__OBJECTIVE A__
Summarize the text on theorem proving in two sentences.
*** SOURCE TEXT
Theorem proving is coming of age. While its foundations predate the first computers, and systems have been built since the 1950s, dramatic improvements of proving power and expressivity have been made over the last fifteen years.
And like other parts of computing, the complex symbolic manipulations of theorem provers have greatly benefited from the rapid increase in computing power. This means that applications of theorem proving and related methods have now become large, diverse and mature, ranging from real-world hardware and software verification to the formalisation of complex and deep mathematical proofs.
One area that is still very much in need of improvement is interfaces for theorem provers. There is no broad agreement about what makes a good user interface in this area, and little is known about how to bridge the gap between imprecise human interaction and the highly stringent demands of fully formal mathematics. Yet there is universal recognition that interfaces must improve if theorem proving is to become more accessible and productive. Many present systems are unbearably complicated to use and can take months to learn because their interfaces are inadequate for beginning users. Experts are held back too: many interface operations which could significantly enhance productivity are not supported, although they are commonplace in other modern applications.
An example operation is searching: instead of carefully structuring data in order to later efficiently retrieve them, nowadays the emphasis has shifted towards flexible and speedy searching in a large shared body of knowledge. Theorem provers ought to provide such search facilities, for theorems, definitions, and proofs. Second, we have the critical question of how proofs are shown to the user: presentations of proof should be readily comprehensible to both author and subsequent readers. Finally, there is the issue of the interaction itself, taking place between the user and prover to help direct proof construction. Here, there is much scope for graphically oriented interfaces with intuitive gestures to supplement or even replace textual interaction. This seems especially possible in restricted problem domains.
******
__OBJECTIVE B__
In the records, set down verbatim the stretch from the line that contains "I need you to analyze the photo above. Specifically, find helmet" through the line that contains "[94,91,142,107]".
*** DATA TO PROCESS
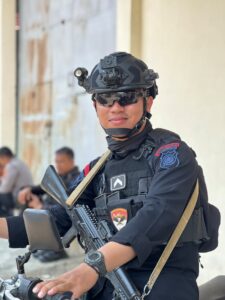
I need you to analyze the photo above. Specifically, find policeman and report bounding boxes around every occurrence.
[0,52,218,300]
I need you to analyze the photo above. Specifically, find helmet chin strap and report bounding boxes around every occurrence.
[103,98,151,139]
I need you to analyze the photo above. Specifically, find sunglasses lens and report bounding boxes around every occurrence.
[94,91,142,107]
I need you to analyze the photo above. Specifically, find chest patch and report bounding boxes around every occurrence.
[111,208,128,230]
[110,174,126,192]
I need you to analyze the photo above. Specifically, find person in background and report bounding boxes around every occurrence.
[0,147,33,216]
[17,147,80,262]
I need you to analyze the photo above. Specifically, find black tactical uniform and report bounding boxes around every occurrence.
[5,52,220,300]
[8,123,207,300]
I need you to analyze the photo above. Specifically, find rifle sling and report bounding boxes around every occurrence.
******
__EXERCISE RESPONSE A__
Theorem proving has made dramatic gains in proving power and expressivity over the last fifteen years, and its applications now range from real-world hardware and software verification to the formalisation of deep mathematical proofs. Interfaces for theorem provers, however, still badly need improvement, particularly in search facilities, the presentation of proofs, and the interaction between user and prover.

__EXERCISE RESPONSE B__
I need you to analyze the photo above. Specifically, find helmet chin strap and report bounding boxes around every occurrence.
[103,98,151,139]
I need you to analyze the photo above. Specifically, find sunglasses lens and report bounding boxes around every occurrence.
[94,91,142,107]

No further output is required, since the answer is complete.